## O que se pede
Transcreva da entrevista abaixo o trecho que começa em "JOÃO GABRIEL PAULSEN: Escrever" e vai até "como poesia, romance…?", inclusive.

JOÃO GABRIEL PAULSEN: Escrever prosa costuma ser desagradável. É um negócio parecido com vomitar, um exorcismo, sei lá. Com poesia é diferente, é mais divertido, parece mais um jogo de quebra-cabeças do que um ritual maluco de purificação. Mas, como eu disse, quanto à prosa, sou da classe daqueles que dizem que odeiam escrever, mas que escrevem porque têm que escrever. Não sei se existe um “dark side” de mim mesmo ou um eu profundo e atormentado que precisa ser tratado através da arte, mas certamente existe um “side” que precisa se tornar público para não se tornar incômodo. No fim das contas, para não dizerem (com razão) que eu odeio escrever, digo que é até legal quando sai coisa boa, quando escrevo alguma coisa que me agrada, mas só depois de pronto.
ME: Além de “O Doce e o Amargo”, que é um livro de contos, você produz outros tipos de texto, como poesia, romance…?
JOÃO GABRIEL PAULSEN: Poesia e alguns poucos ensaios. O livro até tem alguns poemas. Gostaria de tentar um romance.
ME: Como é seu processo de escrita, você tem algum método, manias, rotina…?

## Extrato de dados
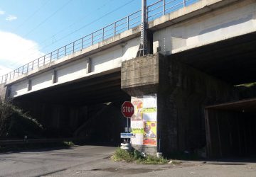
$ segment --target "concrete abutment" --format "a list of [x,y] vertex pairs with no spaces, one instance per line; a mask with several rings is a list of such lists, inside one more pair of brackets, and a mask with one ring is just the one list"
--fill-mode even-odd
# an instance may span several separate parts
[[165,156],[206,147],[205,106],[238,97],[232,85],[160,54],[123,62],[121,87],[131,96],[156,94],[157,146],[134,147]]

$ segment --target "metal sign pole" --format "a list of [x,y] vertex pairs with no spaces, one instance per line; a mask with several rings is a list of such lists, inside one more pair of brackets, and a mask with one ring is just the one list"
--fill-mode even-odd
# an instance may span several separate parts
[[142,0],[142,23],[141,23],[141,42],[137,57],[144,56],[149,53],[146,41],[147,28],[147,6],[146,0]]

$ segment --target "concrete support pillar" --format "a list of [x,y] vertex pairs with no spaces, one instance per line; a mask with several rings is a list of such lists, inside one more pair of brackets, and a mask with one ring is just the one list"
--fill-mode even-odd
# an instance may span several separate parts
[[92,72],[92,59],[91,58],[87,58],[86,59],[86,74],[90,73]]
[[53,82],[53,84],[55,84],[55,83],[58,82],[57,71],[56,70],[53,71],[52,82]]
[[204,107],[235,96],[233,86],[159,54],[122,62],[121,79],[122,88],[131,96],[156,93],[154,151],[161,139],[160,152],[165,155],[204,147]]

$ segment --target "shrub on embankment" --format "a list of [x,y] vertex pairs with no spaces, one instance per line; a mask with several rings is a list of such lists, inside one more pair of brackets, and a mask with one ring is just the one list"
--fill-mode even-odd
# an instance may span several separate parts
[[40,138],[43,134],[43,127],[22,110],[10,101],[0,99],[0,138],[29,139]]

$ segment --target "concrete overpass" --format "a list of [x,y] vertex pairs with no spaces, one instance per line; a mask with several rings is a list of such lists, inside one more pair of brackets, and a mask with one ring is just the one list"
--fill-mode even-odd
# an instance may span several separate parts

## Resposta do exercício
JOÃO GABRIEL PAULSEN: Escrever prosa costuma ser desagradável. É um negócio parecido com vomitar, um exorcismo, sei lá. Com poesia é diferente, é mais divertido, parece mais um jogo de quebra-cabeças do que um ritual maluco de purificação. Mas, como eu disse, quanto à prosa, sou da classe daqueles que dizem que odeiam escrever, mas que escrevem porque têm que escrever. Não sei se existe um “dark side” de mim mesmo ou um eu profundo e atormentado que precisa ser tratado através da arte, mas certamente existe um “side” que precisa se tornar público para não se tornar incômodo. No fim das contas, para não dizerem (com razão) que eu odeio escrever, digo que é até legal quando sai coisa boa, quando escrevo alguma coisa que me agrada, mas só depois de pronto.
ME: Além de “O Doce e o Amargo”, que é um livro de contos, você produz outros tipos de texto, como poesia, romance…?